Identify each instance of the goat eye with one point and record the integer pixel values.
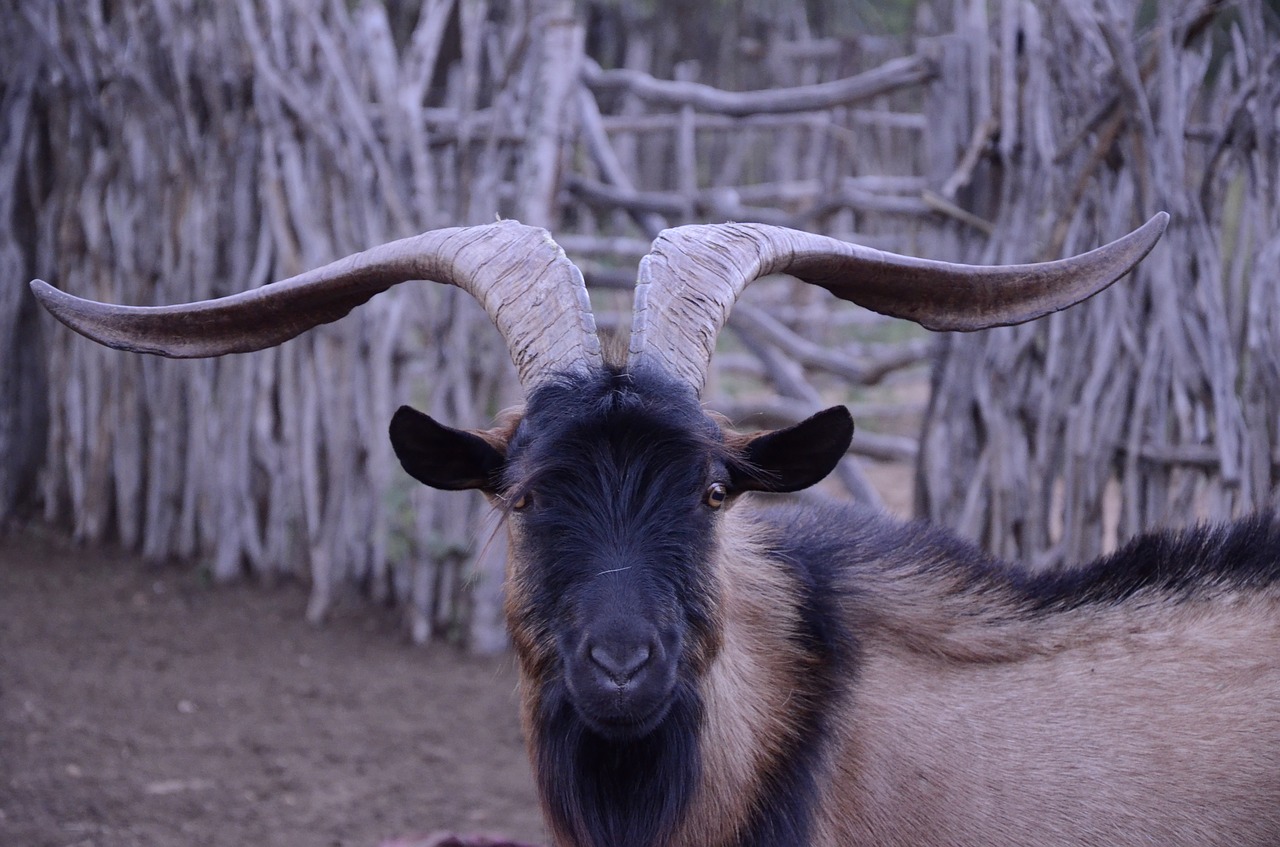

---

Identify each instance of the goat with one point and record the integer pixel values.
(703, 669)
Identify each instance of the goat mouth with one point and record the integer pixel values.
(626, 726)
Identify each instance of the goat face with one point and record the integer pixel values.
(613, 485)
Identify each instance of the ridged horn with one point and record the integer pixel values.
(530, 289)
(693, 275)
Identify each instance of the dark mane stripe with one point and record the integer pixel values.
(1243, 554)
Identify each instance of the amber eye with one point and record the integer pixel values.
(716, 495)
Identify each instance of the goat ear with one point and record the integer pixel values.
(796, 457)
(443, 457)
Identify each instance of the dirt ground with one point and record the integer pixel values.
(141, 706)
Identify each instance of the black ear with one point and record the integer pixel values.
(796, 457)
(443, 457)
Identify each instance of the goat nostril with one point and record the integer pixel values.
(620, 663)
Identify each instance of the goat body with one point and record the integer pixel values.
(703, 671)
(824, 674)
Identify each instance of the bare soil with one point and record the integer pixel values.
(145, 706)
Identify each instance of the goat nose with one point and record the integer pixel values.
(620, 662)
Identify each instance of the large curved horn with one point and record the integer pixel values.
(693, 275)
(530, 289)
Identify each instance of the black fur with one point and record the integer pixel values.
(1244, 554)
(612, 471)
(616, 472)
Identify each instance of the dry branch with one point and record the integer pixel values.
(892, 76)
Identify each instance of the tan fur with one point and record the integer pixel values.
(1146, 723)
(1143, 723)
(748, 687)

* **WORK REQUIRED**: Pick out each line in both blocks above that contains the word "black" and copy it in full.

* **EXERCISE OUTPUT**:
Identify each instance of the black ear with one point and record the integer pixel values.
Identify each instance of the black fur with one point and record the integer pixel values.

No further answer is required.